**Direction:** The entries below should be output exactly as written.

**Input for this task:**
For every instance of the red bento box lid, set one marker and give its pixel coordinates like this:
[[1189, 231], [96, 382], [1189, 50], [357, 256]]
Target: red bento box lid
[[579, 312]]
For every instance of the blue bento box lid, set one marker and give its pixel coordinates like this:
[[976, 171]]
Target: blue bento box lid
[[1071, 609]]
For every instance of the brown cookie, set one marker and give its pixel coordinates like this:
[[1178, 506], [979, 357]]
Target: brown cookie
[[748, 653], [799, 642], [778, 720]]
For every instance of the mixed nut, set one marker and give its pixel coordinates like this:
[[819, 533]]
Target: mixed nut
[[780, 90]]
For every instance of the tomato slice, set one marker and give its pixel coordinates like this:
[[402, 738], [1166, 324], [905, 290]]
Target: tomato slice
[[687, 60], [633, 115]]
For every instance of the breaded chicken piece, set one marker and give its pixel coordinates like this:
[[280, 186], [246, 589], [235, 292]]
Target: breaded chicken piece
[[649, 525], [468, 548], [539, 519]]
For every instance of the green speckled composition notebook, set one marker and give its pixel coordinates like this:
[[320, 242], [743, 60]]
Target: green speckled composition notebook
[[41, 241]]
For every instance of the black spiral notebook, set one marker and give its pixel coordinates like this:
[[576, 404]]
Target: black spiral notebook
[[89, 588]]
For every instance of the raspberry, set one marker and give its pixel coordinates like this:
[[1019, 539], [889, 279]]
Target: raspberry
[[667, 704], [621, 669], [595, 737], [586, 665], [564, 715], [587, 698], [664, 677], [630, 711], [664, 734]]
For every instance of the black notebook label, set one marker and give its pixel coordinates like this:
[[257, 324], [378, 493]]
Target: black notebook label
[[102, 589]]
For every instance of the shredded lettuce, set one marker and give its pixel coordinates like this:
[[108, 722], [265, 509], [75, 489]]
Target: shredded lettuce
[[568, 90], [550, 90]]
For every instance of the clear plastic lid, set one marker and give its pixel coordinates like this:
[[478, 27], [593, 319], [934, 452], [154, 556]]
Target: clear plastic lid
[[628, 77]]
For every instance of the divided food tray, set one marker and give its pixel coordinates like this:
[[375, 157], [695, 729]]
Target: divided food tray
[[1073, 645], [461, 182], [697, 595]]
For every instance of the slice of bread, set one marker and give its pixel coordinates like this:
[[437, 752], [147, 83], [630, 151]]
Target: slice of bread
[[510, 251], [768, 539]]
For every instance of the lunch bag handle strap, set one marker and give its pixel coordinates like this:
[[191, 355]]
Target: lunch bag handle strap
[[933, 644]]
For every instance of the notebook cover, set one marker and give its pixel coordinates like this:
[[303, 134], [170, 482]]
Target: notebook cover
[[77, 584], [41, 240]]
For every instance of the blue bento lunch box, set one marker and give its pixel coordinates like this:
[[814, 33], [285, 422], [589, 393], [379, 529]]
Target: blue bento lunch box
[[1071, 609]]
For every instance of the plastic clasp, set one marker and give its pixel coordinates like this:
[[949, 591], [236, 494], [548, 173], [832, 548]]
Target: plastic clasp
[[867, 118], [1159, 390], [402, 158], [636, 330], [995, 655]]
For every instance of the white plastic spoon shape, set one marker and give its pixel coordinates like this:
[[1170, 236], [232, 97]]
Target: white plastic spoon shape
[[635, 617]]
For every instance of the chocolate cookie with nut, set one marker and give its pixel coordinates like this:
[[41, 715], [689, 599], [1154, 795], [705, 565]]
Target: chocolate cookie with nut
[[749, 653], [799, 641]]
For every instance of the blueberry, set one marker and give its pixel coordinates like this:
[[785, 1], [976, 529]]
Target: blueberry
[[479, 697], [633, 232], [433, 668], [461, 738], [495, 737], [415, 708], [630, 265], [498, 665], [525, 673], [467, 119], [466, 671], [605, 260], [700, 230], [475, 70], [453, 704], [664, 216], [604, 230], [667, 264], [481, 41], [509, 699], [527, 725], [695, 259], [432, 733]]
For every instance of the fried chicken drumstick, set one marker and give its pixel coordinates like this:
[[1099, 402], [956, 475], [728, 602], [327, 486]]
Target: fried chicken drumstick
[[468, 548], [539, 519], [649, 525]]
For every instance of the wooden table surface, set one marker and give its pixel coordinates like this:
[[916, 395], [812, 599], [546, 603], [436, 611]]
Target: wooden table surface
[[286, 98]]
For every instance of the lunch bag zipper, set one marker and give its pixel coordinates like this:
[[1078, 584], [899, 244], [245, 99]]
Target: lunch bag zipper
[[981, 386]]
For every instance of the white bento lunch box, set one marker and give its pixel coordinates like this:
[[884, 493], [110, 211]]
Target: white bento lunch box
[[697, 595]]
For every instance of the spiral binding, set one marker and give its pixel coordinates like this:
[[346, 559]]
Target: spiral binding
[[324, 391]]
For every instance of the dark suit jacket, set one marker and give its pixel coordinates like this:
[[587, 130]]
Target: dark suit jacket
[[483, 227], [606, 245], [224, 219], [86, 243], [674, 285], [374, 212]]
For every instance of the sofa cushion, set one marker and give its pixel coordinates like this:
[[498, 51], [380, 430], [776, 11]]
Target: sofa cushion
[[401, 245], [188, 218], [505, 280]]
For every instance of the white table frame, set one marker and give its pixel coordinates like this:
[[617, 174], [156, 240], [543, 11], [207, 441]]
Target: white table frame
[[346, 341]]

**Task result:**
For every instance of the red bento box lid, set one marker and give its pixel coordinates like this:
[[1189, 231], [96, 382], [1189, 50], [357, 256]]
Target: red bento box lid
[[579, 312]]
For every instance of the blue bento box lid, set one marker and give its pixel coordinates like this:
[[976, 171]]
Target: blue bento box lid
[[1071, 609]]
For every instance of the brown cookie, set one marker and give its pixel coordinates like this:
[[1178, 506], [979, 357]]
Target: brown cookie
[[748, 653], [799, 642], [778, 720]]
For every instance of the mixed nut, set one marker and give its pixel coordinates like this:
[[819, 533]]
Target: mixed nut
[[780, 90]]
For every instance of the tomato slice, set one marker and give its pixel coordinates like this:
[[402, 738], [1166, 324], [905, 290]]
Target: tomato slice
[[687, 60], [633, 115]]
For every instance of the breaded chicken piece, set one marker and give its pixel coordinates like this:
[[280, 186], [246, 589], [235, 292]]
Target: breaded chicken piece
[[649, 525], [468, 548], [539, 519]]
For every instance of the green speckled composition notebook, set one marker and give its pixel coordinates like this:
[[320, 242], [743, 60]]
Target: green speckled composition notebook
[[41, 241]]
For every instance of the black spiral notebook, set one marker and give its pixel coordinates like this:
[[576, 404]]
Target: black spiral notebook
[[89, 588]]
For every instance of the raspberry, set one marker and give its pixel coordinates like this:
[[1019, 539], [889, 279]]
Target: raspberry
[[667, 704], [621, 669], [595, 737], [586, 665], [564, 715], [587, 698], [664, 677], [630, 711], [664, 734]]
For every instance of the black notebook label, set one marker and give its pixel coordinates like this:
[[257, 324], [378, 493]]
Target: black notebook label
[[102, 589]]
For every instance of the shredded lettuce, set one marker and give its pixel coordinates like this:
[[108, 722], [265, 509], [75, 489]]
Target: shredded lettuce
[[568, 90], [550, 90]]
For every instance of the clear plastic lid, set one marker and give its pixel coordinates like this:
[[478, 27], [593, 319], [934, 452], [154, 556]]
Target: clear plastic lid
[[628, 77]]
For every instance of the divided food tray, set one marker and give its pixel coordinates like this:
[[375, 157], [695, 729]]
Target: divided food tray
[[1073, 645], [461, 182], [697, 595]]
For every instance of the slice of bread, set one marker and give its pixel coordinates like this:
[[437, 752], [147, 83], [630, 151]]
Target: slice of bread
[[510, 251], [768, 539]]
For every instance of the lunch bag handle strap, set one marker and give its pixel coordinates like this:
[[191, 355]]
Target: lunch bag handle strap
[[933, 644]]
For every instance of the notebook cover, set one marker and give its pixel coordinates like this:
[[303, 134], [170, 482]]
Target: notebook cover
[[77, 584], [41, 240]]
For every instance of the blue bento lunch box, set one marker and give its pixel coordinates like this:
[[814, 33], [285, 422], [589, 393], [379, 529]]
Target: blue bento lunch box
[[1071, 609]]
For every instance of the plastic clasp, set one marker and give its pixel coordinates like this:
[[949, 591], [236, 494], [548, 173], [832, 548]]
Target: plastic clasp
[[867, 118], [1159, 390], [402, 158], [636, 330], [995, 655]]
For every instance of the white plastic spoon shape, set one marker and give its pixel coordinates like this:
[[1170, 236], [232, 97]]
Target: white plastic spoon shape
[[635, 617]]
For every instance of the chocolate cookie with nut, set one marker and give its pixel coordinates like this:
[[41, 715], [689, 599], [1154, 795], [705, 565]]
Target: chocolate cookie with nut
[[749, 653], [799, 641]]
For every instance of the blueberry, set one marker and give its pixel coordinates like this:
[[785, 1], [976, 529]]
Target: blueberry
[[479, 697], [633, 232], [433, 668], [461, 738], [495, 737], [415, 708], [630, 265], [498, 665], [525, 673], [467, 119], [466, 671], [605, 260], [700, 230], [475, 70], [453, 704], [664, 216], [604, 230], [667, 264], [481, 41], [509, 699], [527, 725], [695, 259], [432, 733]]
For every instance of the fried chicken drumstick, set one marker and give its pixel coordinates like this:
[[1099, 402], [956, 475], [728, 602], [327, 486]]
Target: fried chicken drumstick
[[468, 548], [539, 519], [649, 525]]
For every instance of the wooden table surface, set one marker and give its pixel coordinates like this:
[[916, 395], [812, 599], [546, 603], [436, 611]]
Target: wooden table surface
[[286, 98]]
For every instance of the lunch bag zipper, set one marker and give its pixel coordinates like this:
[[1078, 584], [899, 244], [245, 99]]
Target: lunch bag zipper
[[981, 386]]
For every instance of the white bento lunch box, set one marker and give its pixel coordinates like this:
[[884, 493], [110, 211]]
Target: white bento lunch box
[[697, 595]]
For every instance of the spiral binding, set one marker and give its pixel coordinates like this:
[[346, 559]]
Target: spiral binding
[[324, 391]]
For every instance of the dark suit jacket, set one marker and give its pixel coordinates like this:
[[587, 130]]
Target: dark suit jacket
[[483, 227], [606, 245], [224, 219], [86, 243], [674, 285], [374, 212]]
For every instance of the sofa cushion, set one marker and give its pixel coordinates like this:
[[498, 51], [380, 430], [776, 11]]
Target: sofa cushion
[[401, 245], [188, 218], [505, 280]]
For every instance of the white table frame, set one marker and give its pixel coordinates like this:
[[617, 174], [156, 240], [543, 11], [207, 441]]
Target: white table frame
[[346, 341]]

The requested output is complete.